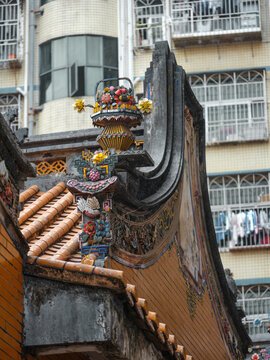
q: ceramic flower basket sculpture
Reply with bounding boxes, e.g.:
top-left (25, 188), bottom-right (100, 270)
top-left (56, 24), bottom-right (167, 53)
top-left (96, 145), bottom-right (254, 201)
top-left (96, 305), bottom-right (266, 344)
top-left (70, 78), bottom-right (152, 266)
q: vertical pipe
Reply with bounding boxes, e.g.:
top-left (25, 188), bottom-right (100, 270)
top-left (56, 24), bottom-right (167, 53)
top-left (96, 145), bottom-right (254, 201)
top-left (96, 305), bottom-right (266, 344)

* * *

Convert every line of the records above into a JSON list of strings, one string per line, leaving out blank lines and the pictures.

[
  "q: ceramic flower basket sculpture",
  "Reply with bounding boxes, e.g.:",
  "top-left (25, 188), bottom-right (100, 270)",
  "top-left (56, 24), bottom-right (167, 53)",
  "top-left (96, 145), bottom-right (254, 201)",
  "top-left (96, 305), bottom-right (266, 344)",
  "top-left (70, 78), bottom-right (152, 266)",
  "q: vertical pipe",
  "Reply with bounding boxes, e.g.:",
  "top-left (25, 188), bottom-right (100, 270)",
  "top-left (56, 24), bottom-right (167, 53)",
  "top-left (96, 145), bottom-right (254, 201)",
  "top-left (96, 305), bottom-right (266, 344)"
]